What you have to do
Identify each line of the following material that contains the word "below", and copy every such line in full.

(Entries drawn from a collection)
○ ○ ○ ○ ○
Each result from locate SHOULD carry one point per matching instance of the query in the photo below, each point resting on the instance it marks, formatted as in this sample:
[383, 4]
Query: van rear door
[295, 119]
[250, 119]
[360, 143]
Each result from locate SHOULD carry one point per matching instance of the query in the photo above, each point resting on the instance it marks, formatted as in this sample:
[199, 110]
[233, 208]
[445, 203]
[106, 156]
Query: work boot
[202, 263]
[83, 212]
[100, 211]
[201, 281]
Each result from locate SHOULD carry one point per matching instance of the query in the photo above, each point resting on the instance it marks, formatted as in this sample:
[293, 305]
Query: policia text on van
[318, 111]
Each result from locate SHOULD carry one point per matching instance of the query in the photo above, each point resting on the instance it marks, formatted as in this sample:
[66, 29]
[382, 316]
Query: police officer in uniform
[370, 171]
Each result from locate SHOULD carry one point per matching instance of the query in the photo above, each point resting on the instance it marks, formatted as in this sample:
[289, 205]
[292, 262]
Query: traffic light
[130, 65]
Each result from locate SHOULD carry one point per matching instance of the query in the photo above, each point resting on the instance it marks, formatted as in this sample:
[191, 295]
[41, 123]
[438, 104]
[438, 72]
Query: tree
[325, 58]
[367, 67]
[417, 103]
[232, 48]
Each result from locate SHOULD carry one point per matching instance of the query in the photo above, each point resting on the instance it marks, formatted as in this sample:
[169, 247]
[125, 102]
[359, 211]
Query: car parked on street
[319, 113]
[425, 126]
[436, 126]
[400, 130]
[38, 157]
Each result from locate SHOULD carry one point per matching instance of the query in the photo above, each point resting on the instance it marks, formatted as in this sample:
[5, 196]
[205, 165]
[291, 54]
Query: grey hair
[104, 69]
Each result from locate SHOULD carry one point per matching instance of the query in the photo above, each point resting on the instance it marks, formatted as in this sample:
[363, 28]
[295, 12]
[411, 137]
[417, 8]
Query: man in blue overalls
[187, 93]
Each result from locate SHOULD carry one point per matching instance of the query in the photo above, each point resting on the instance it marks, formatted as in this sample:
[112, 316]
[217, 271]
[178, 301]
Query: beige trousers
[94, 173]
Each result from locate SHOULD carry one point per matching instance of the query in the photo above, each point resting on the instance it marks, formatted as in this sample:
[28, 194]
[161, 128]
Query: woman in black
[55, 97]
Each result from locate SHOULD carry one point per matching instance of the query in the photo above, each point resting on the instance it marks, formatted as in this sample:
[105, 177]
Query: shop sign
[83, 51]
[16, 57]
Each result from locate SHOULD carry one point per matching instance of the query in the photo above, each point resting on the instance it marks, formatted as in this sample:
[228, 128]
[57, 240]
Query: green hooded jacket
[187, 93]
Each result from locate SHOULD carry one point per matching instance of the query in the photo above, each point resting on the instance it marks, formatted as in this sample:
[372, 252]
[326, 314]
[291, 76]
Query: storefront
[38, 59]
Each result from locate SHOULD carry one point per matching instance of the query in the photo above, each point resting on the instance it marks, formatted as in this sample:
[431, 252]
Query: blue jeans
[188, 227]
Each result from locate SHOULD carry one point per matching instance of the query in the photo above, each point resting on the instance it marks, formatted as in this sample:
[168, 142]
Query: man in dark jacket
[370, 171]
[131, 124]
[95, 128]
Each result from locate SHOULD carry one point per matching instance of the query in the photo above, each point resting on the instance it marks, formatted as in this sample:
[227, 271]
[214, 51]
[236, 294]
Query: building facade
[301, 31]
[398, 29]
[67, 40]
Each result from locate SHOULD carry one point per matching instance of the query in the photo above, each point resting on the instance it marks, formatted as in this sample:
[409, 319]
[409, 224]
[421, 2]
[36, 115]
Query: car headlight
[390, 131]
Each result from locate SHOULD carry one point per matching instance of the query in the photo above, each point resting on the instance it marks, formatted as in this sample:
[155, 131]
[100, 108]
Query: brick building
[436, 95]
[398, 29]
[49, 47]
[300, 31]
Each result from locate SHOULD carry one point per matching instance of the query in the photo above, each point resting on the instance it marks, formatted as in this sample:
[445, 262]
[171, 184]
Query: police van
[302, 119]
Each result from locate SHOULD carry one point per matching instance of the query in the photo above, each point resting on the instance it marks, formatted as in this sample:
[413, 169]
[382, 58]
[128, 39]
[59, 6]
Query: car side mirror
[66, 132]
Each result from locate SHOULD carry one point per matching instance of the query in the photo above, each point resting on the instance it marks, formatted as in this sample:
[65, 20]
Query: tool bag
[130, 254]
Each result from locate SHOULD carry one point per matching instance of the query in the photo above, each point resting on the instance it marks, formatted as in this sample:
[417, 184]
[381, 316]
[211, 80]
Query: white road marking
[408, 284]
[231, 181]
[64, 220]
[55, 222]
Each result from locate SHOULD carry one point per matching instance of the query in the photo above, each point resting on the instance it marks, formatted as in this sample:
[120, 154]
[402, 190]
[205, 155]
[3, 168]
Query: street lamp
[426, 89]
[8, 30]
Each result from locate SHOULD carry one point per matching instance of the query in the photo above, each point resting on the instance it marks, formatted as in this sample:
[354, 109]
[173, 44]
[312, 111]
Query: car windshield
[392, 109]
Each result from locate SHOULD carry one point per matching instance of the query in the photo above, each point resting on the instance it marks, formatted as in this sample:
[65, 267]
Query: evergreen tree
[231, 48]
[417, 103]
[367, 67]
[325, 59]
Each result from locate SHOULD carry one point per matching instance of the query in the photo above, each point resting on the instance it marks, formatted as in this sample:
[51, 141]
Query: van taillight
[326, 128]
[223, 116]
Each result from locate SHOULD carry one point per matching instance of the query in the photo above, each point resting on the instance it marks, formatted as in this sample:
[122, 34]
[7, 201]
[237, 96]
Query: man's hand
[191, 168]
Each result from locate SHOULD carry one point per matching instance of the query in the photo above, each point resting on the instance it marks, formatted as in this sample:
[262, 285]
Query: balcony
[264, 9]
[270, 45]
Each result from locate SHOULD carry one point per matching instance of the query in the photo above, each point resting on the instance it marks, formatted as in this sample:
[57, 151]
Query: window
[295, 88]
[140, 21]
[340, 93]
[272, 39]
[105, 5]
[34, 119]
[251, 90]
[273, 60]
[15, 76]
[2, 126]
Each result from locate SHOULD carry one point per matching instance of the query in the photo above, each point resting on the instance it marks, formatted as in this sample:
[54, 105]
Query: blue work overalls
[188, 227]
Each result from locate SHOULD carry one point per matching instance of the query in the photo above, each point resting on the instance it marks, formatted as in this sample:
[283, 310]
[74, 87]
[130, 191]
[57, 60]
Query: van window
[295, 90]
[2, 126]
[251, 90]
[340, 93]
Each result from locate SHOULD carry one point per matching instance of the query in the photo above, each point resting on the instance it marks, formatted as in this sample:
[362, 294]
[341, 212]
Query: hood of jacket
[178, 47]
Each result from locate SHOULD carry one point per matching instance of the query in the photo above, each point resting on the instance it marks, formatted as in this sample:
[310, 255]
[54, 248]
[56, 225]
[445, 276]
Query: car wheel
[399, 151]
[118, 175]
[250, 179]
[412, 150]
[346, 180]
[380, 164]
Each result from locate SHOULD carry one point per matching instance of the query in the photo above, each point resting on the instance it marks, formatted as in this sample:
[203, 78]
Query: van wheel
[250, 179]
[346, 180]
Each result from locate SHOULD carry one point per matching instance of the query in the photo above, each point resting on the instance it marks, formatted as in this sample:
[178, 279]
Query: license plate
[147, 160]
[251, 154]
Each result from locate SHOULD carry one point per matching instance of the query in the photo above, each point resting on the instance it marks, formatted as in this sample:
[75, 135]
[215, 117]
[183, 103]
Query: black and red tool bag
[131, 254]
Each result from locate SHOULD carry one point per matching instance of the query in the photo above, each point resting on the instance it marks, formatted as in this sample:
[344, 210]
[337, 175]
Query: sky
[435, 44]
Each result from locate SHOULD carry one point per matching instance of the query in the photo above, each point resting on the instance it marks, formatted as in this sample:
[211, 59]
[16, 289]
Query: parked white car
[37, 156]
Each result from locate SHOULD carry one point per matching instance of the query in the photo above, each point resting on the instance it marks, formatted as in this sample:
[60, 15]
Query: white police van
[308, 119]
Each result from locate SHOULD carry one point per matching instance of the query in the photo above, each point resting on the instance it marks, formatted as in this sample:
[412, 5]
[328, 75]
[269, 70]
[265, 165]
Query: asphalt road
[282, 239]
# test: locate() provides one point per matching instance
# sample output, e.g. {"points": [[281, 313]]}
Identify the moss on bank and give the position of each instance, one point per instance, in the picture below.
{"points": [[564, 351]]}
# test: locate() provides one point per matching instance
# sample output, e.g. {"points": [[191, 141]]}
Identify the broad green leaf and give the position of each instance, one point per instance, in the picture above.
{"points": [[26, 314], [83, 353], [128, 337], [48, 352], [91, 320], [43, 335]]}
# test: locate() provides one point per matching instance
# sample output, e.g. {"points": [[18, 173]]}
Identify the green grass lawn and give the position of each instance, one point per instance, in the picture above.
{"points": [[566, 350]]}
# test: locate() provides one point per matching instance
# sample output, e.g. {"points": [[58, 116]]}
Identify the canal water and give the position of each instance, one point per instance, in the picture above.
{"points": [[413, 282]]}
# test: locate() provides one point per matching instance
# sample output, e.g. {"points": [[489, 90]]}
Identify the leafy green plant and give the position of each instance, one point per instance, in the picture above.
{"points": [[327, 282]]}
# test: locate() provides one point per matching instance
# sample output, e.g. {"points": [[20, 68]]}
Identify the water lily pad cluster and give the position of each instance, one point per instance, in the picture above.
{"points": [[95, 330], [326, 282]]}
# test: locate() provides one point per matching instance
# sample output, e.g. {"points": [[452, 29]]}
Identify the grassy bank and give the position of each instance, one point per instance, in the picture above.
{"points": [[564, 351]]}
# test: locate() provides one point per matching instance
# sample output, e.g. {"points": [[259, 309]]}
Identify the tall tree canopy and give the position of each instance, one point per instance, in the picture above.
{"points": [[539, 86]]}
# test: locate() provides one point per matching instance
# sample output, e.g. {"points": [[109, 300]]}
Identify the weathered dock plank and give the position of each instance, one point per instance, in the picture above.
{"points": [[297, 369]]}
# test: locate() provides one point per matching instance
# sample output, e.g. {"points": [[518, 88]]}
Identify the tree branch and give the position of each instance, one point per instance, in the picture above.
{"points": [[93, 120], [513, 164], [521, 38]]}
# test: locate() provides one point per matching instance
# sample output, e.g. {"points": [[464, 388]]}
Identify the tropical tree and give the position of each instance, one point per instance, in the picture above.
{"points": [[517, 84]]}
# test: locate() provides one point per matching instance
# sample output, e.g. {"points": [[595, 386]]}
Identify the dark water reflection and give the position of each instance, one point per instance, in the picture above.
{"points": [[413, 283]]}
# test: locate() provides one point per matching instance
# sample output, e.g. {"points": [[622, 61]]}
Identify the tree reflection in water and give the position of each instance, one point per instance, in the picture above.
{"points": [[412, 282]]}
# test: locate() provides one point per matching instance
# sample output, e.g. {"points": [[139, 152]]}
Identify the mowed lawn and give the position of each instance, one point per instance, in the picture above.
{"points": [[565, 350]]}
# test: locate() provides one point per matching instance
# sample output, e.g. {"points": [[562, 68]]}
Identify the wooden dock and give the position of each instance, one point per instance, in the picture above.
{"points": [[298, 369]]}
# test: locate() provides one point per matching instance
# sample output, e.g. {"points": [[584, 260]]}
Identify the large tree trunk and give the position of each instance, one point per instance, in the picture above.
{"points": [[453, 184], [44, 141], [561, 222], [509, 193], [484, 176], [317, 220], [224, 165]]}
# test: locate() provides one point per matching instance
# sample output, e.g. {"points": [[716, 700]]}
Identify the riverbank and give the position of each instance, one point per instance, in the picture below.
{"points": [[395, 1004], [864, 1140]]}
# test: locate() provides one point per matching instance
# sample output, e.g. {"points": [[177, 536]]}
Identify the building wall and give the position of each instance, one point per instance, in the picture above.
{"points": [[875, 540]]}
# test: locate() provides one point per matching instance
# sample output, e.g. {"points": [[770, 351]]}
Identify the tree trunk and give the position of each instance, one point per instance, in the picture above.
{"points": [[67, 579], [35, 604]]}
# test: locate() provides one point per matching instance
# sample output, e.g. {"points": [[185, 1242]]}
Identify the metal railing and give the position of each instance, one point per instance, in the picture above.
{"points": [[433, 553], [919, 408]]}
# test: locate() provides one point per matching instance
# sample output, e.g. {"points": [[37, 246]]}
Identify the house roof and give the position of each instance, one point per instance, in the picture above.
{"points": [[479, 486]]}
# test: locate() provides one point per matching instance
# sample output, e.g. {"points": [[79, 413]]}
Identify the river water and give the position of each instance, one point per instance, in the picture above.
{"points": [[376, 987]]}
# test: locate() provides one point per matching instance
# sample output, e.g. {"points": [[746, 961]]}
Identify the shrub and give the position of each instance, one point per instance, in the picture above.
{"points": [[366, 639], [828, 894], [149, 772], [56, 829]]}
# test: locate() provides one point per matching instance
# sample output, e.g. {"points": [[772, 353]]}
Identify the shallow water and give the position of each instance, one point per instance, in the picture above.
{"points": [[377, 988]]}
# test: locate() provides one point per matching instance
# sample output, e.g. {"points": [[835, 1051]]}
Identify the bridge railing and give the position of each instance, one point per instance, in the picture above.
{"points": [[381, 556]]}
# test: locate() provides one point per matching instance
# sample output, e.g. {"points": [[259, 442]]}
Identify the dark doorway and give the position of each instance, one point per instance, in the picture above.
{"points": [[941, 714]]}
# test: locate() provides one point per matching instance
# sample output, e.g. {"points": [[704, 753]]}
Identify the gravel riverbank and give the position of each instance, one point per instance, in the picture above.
○ ○ ○ ○ ○
Exercise solution
Each result from locate SHOULD carry one point per matching instance of the query in the photo below, each point resting on the instance it marks, formatted as in this sample:
Identify the moss on bank and give the position of each instance, one point per instance, in the picture below.
Identify the riverbank and give the position of each instance, one point per instance, in the picture below.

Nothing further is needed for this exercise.